▸ **Task to carry out**
Beginning with the line that holds "Exercise. Spot the forest", retype the rest of the listing exactly, last line included.

▸ **Information given**
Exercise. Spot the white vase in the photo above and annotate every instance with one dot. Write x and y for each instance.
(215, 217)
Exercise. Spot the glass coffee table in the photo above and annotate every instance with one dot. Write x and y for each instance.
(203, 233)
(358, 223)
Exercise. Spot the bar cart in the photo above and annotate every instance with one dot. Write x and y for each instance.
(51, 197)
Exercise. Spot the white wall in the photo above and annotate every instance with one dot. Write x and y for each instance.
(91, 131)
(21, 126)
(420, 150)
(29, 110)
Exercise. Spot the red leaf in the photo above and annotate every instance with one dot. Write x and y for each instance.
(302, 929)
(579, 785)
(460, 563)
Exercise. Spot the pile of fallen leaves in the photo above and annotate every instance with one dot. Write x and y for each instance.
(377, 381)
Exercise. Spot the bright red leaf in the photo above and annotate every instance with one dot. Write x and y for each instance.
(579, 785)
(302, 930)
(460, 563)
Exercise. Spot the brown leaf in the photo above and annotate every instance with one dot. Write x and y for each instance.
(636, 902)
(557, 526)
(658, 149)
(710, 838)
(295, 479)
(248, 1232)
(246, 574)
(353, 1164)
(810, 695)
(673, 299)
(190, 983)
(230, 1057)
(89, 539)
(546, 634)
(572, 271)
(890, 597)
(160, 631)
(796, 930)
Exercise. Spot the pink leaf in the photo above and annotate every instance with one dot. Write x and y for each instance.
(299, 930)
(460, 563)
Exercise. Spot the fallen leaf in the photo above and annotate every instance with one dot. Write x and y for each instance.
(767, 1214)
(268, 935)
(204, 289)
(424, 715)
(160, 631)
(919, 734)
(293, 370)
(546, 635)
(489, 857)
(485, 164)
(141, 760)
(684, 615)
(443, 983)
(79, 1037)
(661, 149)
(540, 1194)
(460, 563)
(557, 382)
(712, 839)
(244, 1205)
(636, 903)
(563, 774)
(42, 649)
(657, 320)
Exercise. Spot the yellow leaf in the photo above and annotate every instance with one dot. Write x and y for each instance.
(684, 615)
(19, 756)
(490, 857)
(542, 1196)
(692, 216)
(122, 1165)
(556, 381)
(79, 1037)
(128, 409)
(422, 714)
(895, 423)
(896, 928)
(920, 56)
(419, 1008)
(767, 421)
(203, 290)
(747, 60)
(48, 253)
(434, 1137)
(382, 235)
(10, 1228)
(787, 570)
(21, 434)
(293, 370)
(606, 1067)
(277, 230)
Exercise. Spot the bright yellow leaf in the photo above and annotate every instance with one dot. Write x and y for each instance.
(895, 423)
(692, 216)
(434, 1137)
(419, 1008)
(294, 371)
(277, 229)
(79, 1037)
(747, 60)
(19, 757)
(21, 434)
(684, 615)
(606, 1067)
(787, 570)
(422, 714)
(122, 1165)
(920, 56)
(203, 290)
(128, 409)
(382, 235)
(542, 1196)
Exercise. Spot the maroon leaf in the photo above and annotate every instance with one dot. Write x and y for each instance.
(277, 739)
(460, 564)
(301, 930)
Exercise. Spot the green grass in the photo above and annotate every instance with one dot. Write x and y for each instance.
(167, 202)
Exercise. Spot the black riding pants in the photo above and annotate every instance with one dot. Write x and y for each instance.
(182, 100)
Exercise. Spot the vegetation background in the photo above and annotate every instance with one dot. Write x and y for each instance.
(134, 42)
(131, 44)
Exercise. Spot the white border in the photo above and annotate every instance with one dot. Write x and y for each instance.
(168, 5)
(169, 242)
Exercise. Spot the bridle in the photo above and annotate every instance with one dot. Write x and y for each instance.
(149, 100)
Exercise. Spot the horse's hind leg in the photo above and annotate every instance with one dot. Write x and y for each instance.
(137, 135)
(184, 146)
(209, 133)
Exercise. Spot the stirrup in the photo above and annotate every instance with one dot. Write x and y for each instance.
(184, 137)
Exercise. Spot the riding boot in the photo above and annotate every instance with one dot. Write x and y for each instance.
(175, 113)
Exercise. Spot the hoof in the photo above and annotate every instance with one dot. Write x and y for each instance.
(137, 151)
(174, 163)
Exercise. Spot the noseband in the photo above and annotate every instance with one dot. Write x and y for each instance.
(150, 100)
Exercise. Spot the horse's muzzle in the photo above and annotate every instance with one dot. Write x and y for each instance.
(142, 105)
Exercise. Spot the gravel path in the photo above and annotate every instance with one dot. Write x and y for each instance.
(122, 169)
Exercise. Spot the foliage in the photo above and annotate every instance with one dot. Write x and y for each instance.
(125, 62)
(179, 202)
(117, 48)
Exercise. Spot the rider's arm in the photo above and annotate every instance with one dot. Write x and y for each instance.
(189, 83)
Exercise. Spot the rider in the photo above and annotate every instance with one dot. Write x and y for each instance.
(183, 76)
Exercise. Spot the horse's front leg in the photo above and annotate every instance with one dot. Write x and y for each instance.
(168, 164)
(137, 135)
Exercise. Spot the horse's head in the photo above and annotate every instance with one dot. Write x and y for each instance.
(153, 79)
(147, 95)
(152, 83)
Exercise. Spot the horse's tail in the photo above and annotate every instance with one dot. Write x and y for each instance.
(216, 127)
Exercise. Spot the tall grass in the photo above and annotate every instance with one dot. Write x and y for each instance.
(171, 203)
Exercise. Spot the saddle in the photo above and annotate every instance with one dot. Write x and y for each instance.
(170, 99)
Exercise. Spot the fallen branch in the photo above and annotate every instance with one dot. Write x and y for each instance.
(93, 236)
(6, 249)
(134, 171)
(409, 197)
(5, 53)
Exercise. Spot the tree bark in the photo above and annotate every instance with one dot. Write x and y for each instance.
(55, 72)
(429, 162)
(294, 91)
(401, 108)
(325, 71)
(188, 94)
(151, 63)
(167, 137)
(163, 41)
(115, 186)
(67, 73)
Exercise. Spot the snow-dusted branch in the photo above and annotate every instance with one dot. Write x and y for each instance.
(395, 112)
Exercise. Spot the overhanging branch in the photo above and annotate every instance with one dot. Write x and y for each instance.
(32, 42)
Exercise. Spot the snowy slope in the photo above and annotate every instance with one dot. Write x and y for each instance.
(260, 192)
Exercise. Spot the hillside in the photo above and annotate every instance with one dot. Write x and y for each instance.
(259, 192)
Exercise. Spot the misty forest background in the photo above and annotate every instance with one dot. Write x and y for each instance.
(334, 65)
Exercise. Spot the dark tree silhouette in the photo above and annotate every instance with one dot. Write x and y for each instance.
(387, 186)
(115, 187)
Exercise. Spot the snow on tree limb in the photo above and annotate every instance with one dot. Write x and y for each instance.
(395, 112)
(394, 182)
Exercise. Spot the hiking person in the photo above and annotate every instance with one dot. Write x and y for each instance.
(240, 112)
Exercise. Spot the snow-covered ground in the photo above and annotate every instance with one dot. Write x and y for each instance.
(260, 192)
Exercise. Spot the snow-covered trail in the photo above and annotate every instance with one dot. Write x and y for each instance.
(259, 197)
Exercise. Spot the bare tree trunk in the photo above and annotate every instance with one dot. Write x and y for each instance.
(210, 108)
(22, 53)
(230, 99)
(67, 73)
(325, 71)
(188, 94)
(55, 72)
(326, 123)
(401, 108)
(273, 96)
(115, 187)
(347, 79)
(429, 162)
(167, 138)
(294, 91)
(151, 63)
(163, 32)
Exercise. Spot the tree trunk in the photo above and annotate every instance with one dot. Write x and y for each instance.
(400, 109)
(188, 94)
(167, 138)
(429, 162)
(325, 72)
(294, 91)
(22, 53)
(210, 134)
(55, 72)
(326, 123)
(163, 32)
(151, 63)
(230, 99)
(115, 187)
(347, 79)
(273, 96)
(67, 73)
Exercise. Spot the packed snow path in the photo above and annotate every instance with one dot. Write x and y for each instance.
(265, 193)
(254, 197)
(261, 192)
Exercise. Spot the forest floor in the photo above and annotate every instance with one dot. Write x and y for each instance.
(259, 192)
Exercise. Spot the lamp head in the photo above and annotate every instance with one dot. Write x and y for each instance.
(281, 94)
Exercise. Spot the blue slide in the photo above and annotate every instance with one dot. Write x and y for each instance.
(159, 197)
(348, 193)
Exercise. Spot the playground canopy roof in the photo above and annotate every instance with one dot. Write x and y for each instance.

▸ **Result**
Exercise. Spot the forest floor in the photo above and annotate every instance with one dot. Write x and y for each instance.
(259, 192)
Exercise. Spot the lamp head in the photo above and annotate every instance with one dot. Write x and y for each instance.
(281, 94)
Exercise. Spot the blue slide in the photo above and annotate every instance with one dot. Write x and y for each instance.
(159, 197)
(348, 193)
Exercise. Spot the playground canopy roof in the photo above and annotate every instance with one dot. Write x and y for each instance.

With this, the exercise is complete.